Goal: How many lines of the records below contain the string "black"? Reply with the number alone.

Data entries:
* start *

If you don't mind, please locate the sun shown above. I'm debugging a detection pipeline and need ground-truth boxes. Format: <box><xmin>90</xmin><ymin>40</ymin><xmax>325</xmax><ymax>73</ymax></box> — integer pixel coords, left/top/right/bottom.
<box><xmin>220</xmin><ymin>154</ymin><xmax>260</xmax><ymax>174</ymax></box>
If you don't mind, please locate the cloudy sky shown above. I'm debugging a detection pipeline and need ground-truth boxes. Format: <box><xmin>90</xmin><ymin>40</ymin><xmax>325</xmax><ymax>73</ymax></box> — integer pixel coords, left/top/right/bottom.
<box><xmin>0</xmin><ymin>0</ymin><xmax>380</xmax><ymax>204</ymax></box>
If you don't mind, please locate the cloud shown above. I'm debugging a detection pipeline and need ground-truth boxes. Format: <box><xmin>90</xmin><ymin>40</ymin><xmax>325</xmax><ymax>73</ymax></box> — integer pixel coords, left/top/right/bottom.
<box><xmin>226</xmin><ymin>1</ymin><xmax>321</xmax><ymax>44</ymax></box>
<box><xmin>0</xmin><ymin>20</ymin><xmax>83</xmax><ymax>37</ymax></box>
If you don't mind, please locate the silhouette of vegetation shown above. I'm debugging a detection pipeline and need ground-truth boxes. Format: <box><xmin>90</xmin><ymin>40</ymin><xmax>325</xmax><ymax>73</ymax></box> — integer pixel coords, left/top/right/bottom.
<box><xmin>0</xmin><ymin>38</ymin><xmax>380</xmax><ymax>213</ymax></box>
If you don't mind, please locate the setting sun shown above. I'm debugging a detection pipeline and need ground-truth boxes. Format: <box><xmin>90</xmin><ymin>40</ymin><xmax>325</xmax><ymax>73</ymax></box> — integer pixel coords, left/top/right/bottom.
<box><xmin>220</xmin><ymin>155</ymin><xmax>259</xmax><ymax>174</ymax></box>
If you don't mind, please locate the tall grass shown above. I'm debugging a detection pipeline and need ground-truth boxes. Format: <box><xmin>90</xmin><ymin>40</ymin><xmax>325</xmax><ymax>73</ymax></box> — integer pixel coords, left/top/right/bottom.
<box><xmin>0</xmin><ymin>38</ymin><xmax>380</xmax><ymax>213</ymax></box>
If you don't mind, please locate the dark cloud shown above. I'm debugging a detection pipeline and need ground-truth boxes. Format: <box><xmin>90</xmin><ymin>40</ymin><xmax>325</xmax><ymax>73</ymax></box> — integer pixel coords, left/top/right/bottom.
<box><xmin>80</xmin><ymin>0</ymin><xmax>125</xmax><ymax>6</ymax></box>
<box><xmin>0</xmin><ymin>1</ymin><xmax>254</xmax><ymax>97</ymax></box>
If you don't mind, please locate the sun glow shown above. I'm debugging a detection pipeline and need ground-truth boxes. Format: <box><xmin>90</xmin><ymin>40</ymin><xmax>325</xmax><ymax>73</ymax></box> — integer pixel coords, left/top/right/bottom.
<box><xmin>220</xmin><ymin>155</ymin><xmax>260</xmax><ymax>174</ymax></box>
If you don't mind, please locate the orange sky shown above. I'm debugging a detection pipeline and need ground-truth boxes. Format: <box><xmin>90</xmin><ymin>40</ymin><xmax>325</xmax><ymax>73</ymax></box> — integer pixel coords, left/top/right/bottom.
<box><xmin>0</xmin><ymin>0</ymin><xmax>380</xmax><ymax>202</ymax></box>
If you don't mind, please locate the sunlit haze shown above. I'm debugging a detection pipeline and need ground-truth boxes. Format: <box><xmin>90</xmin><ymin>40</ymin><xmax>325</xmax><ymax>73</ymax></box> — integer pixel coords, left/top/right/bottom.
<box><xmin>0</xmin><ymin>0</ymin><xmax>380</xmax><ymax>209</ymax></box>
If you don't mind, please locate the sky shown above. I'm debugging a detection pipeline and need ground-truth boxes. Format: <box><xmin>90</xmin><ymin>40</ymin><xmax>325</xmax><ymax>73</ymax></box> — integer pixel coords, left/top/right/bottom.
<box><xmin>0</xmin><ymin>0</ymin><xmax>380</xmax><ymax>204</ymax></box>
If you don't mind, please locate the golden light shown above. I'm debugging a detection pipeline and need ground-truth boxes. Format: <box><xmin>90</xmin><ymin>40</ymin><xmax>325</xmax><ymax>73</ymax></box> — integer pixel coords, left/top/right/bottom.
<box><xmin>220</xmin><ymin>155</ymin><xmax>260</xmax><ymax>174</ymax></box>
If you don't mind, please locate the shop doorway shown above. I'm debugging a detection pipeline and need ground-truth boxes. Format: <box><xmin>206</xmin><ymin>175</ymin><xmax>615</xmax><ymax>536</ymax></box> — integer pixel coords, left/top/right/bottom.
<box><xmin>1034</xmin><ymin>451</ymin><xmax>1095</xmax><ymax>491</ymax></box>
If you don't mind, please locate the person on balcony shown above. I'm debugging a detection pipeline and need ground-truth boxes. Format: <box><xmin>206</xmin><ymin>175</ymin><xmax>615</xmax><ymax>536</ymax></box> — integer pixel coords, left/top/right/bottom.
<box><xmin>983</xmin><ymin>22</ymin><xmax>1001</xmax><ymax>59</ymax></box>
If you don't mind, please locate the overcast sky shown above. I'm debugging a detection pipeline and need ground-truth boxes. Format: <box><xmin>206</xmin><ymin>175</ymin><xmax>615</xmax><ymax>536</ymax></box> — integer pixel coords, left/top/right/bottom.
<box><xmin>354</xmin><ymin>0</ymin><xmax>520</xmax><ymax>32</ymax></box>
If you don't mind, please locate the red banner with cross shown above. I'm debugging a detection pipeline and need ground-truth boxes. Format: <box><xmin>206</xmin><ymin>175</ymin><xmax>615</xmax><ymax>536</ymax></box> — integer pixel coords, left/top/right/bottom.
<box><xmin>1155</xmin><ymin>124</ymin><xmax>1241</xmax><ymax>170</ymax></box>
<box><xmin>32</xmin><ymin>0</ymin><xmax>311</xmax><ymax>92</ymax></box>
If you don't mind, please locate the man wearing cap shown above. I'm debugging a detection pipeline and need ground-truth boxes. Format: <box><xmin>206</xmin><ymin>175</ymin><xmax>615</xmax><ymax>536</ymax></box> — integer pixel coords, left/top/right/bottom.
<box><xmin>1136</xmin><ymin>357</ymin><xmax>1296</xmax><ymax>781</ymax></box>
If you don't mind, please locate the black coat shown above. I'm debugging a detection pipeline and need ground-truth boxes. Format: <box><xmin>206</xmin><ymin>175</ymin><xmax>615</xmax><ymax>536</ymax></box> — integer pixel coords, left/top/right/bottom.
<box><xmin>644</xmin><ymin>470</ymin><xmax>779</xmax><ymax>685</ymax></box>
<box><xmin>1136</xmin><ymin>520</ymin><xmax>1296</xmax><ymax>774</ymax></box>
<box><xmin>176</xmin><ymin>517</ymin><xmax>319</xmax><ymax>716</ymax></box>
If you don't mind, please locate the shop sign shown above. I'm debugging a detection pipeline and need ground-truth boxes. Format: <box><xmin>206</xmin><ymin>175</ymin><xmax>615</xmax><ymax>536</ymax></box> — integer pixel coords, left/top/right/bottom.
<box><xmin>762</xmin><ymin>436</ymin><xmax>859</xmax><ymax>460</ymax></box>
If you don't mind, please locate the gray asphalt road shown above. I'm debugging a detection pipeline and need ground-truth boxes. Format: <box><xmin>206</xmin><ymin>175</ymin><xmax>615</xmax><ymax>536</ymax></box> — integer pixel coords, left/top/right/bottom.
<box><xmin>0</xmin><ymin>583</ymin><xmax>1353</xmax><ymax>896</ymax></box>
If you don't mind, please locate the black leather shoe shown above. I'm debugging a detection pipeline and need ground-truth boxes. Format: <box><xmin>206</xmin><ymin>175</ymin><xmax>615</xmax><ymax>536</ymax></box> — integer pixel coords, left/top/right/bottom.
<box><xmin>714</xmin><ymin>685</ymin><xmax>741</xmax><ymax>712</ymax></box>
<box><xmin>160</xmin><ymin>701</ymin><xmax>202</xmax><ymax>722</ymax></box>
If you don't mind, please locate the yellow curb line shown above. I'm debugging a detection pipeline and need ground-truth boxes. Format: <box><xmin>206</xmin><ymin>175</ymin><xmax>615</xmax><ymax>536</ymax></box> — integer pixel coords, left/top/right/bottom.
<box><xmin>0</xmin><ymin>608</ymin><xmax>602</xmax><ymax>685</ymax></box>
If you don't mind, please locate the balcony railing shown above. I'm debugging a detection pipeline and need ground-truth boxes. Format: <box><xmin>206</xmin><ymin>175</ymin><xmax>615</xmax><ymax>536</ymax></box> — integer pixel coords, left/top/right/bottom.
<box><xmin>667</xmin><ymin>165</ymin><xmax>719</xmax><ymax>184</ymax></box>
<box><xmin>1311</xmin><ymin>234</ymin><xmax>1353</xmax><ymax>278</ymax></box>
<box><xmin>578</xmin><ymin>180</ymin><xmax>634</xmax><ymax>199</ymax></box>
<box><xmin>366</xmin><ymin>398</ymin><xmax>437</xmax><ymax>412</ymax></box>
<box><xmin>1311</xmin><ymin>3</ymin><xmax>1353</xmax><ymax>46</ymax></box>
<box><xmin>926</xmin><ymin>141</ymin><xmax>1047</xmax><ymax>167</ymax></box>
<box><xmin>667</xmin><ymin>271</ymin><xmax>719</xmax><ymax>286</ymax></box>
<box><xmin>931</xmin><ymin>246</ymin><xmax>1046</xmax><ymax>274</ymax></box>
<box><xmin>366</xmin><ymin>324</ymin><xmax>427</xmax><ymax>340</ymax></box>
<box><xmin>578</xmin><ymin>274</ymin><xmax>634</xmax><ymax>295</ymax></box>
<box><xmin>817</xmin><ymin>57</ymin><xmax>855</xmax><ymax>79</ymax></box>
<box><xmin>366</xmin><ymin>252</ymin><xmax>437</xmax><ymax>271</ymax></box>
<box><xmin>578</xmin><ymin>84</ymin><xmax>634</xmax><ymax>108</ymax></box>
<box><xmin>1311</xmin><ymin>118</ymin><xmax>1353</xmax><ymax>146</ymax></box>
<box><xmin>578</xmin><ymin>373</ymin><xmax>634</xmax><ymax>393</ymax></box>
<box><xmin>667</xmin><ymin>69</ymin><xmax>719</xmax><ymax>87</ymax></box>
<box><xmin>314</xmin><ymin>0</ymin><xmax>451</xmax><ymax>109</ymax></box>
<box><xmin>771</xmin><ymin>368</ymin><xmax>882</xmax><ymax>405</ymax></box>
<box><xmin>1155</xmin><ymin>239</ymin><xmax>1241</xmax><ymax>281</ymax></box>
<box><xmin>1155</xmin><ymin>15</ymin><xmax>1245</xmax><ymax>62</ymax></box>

* end *

Exercise solution: 2